◆ **PROBLEM REQUIREMENTS**:
For each statement below, state whether it agrees with the article on Henderson's win over Guida, answering yes or no and quoting the deciding words from the article. (a) Henderson knocked Guida down within the first 30 seconds. (b) Edgar stopped Maynard in the 3rd round. (c) The fight between Henderson and Edgar was announced at the post-fight press conference.

◆ **EXTRACTED TEXT**:
-=-=-
Originally written on Race Review Online  |  Last updated 11/19/14

 

That’s the question on everyone’s mind following a dominating performance over 15 fight UFC veteran, Clay Guida.

Henderson dominated from the get go, dropping Guida within the first 30 seconds after the two traded wild shots. He used a successful strategy of stuffing Guida’s takedowns and making him strike with him. In the 3rd round Guida managed to muster his most successful offense of the fight. During a scramble Guida found himself latching onto a very tight guillotine choke that, seemingly, had Henderson in quite a bit of trouble. Henderson weathered the storm and finished the fight on top of Guida throwing bombs. The judges gave Henderson the win (30-27,29-28 and 30-27) after three rounds of incredible action.

Leading up to the fight, Dana White stated that the winner would be in line to face Frankie Edgar for the Lightweight title in Japan. He stayed true to that promise by announcing the fight at the post fight press conference.

Edgar is coming off of, perhaps, the best performance of his career; a 4th round knockout of his well-documented rival Gray Maynard. Edgar and Maynard had battled twice before. Once with Maynard taking a decision and a controversial draw in the second fight. In their third fight, Edgar was hurt badly in the 1st round and battled back in the 2nd, much like their second fight. In the 4th round Edgar managed to connect with a beautifully timed right uppercut and it was all over from there. He landed his next few punches with incredible accuracy and Maynard went limp, ending the trilogy in dramatic fashion.

With both men coming off of their most impressive performances to date it’s going to be very tough to pick a winner in this fight.
-=-=-
(Natural-language object grounding data)

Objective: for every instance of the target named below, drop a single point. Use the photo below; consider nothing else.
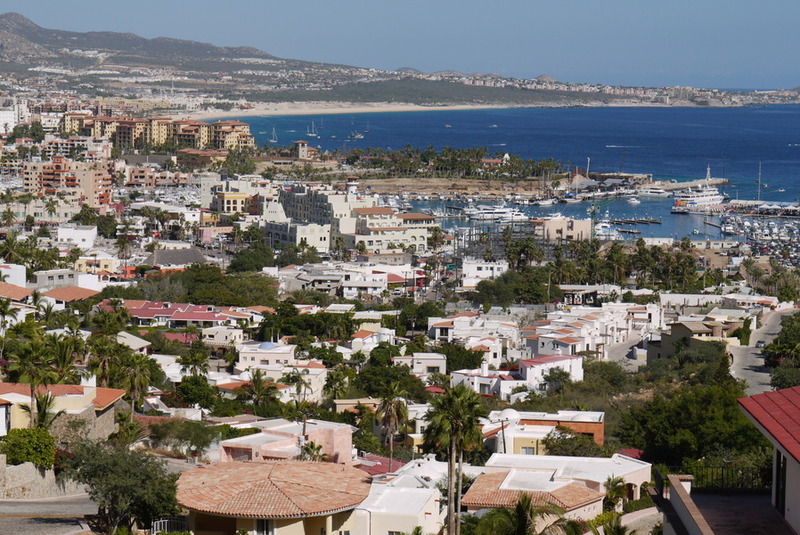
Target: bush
(35, 446)
(637, 505)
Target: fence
(710, 479)
(170, 524)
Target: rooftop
(285, 489)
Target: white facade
(473, 271)
(81, 236)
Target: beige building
(557, 229)
(77, 182)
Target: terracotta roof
(14, 292)
(106, 396)
(285, 489)
(363, 334)
(69, 294)
(377, 465)
(486, 492)
(778, 413)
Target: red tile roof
(69, 294)
(777, 413)
(285, 489)
(373, 211)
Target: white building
(474, 270)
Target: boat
(651, 191)
(697, 199)
(499, 214)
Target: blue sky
(708, 43)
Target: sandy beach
(319, 108)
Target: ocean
(669, 143)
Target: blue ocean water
(669, 143)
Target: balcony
(719, 501)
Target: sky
(703, 43)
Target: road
(747, 361)
(45, 516)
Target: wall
(27, 481)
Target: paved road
(748, 364)
(46, 516)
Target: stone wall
(28, 481)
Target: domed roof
(284, 489)
(510, 414)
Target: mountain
(31, 41)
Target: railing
(170, 524)
(730, 479)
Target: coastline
(272, 109)
(323, 108)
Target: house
(95, 406)
(279, 498)
(777, 416)
(423, 364)
(511, 431)
(284, 439)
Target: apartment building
(77, 182)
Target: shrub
(36, 446)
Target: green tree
(36, 446)
(393, 413)
(526, 518)
(453, 427)
(129, 487)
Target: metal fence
(170, 524)
(728, 479)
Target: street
(747, 361)
(45, 516)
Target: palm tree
(616, 493)
(30, 364)
(393, 412)
(311, 451)
(7, 310)
(526, 518)
(195, 363)
(42, 413)
(137, 377)
(453, 420)
(612, 527)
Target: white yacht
(696, 199)
(651, 191)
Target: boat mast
(759, 181)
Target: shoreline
(339, 108)
(327, 108)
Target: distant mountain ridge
(33, 41)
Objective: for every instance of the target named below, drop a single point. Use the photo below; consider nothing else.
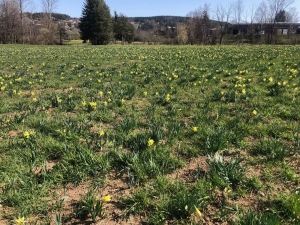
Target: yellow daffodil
(150, 142)
(20, 221)
(26, 134)
(106, 198)
(101, 133)
(93, 105)
(198, 211)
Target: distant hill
(56, 16)
(166, 21)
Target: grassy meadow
(149, 135)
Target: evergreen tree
(95, 22)
(280, 16)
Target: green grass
(98, 114)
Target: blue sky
(132, 8)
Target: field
(149, 135)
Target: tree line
(19, 24)
(205, 25)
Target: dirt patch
(46, 167)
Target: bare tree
(9, 24)
(48, 8)
(199, 25)
(222, 15)
(250, 16)
(275, 6)
(182, 34)
(237, 12)
(261, 17)
(22, 5)
(292, 16)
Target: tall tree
(261, 16)
(222, 15)
(123, 29)
(275, 6)
(22, 5)
(280, 16)
(48, 7)
(95, 22)
(9, 22)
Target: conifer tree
(95, 22)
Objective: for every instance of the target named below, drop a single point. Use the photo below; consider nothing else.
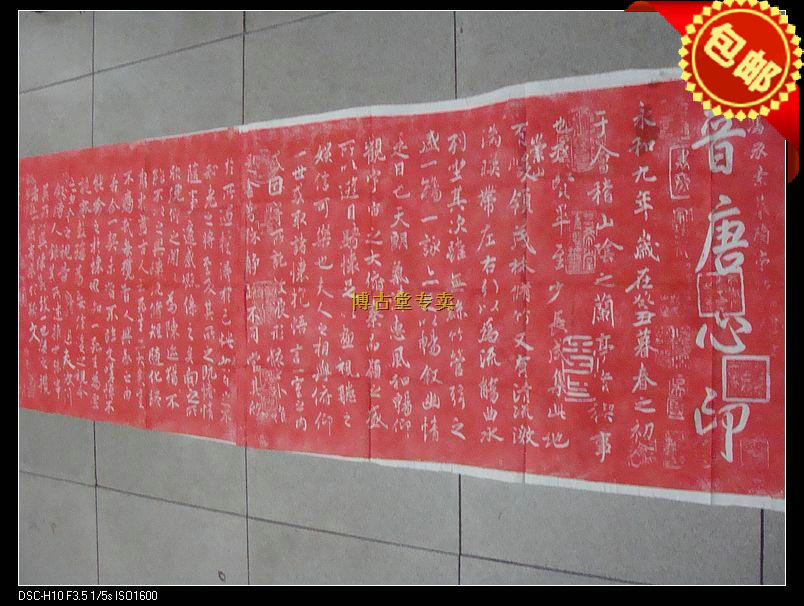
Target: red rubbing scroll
(586, 288)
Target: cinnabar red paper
(585, 288)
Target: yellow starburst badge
(740, 58)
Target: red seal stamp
(740, 58)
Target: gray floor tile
(475, 571)
(497, 49)
(632, 538)
(173, 467)
(145, 541)
(281, 554)
(56, 532)
(417, 508)
(773, 559)
(348, 59)
(56, 118)
(259, 19)
(192, 90)
(123, 37)
(54, 46)
(58, 446)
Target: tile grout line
(460, 530)
(245, 446)
(353, 536)
(243, 74)
(55, 478)
(560, 570)
(455, 91)
(455, 51)
(325, 531)
(165, 54)
(92, 134)
(94, 423)
(761, 546)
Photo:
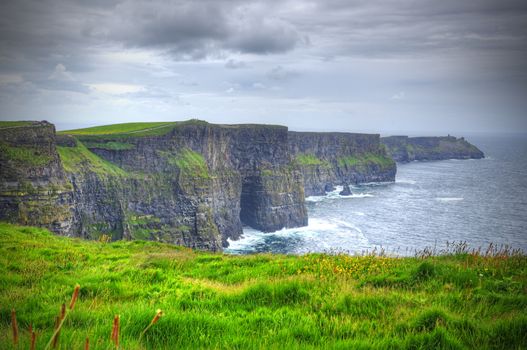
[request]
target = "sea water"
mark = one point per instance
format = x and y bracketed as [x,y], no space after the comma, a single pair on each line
[429,204]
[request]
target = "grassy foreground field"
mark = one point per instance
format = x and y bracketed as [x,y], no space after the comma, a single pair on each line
[262,301]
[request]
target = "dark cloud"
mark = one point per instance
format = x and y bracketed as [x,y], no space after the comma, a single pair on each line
[280,73]
[234,64]
[472,55]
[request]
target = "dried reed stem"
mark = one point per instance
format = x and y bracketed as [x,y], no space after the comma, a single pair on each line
[115,331]
[156,318]
[33,341]
[14,326]
[75,296]
[56,334]
[61,318]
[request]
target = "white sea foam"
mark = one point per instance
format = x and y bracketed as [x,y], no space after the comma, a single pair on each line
[405,181]
[449,199]
[319,235]
[335,195]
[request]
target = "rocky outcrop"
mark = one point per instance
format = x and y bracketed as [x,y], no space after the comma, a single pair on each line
[329,159]
[33,186]
[190,183]
[407,149]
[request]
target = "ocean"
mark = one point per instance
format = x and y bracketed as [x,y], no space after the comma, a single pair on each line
[429,204]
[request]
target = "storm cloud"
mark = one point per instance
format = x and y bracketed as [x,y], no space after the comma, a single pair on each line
[385,66]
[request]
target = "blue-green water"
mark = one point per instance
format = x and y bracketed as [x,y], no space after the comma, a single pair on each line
[430,203]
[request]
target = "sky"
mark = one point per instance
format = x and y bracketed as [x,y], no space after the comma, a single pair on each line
[420,67]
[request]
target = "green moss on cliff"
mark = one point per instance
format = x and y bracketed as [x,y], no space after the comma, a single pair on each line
[111,145]
[23,155]
[190,163]
[366,160]
[79,157]
[309,159]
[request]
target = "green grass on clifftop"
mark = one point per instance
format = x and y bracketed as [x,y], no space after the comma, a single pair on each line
[25,156]
[213,301]
[366,160]
[124,128]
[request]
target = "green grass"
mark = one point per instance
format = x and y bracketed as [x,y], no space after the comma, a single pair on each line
[25,156]
[79,157]
[111,145]
[11,124]
[366,160]
[126,130]
[261,301]
[112,129]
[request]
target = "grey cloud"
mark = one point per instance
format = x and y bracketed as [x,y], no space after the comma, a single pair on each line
[234,64]
[280,73]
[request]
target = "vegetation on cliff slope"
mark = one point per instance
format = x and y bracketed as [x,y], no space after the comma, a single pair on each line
[123,128]
[261,301]
[79,157]
[309,159]
[24,155]
[367,160]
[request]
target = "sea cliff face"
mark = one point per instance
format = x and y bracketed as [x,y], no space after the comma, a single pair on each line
[407,149]
[189,183]
[330,159]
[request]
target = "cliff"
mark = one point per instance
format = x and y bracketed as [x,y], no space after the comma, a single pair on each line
[329,159]
[189,183]
[407,149]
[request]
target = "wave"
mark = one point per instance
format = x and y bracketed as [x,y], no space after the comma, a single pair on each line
[321,235]
[406,182]
[449,199]
[335,195]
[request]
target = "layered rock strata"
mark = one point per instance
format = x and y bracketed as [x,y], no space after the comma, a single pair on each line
-=-=-
◆ **WRITTEN RESPONSE**:
(a) Yes: "dropping Guida within the first 30 seconds"
(b) No: "a 4th round knockout of his well-documented rival Gray Maynard"
(c) Yes: "He stayed true to that promise by announcing the fight at the post fight press conference."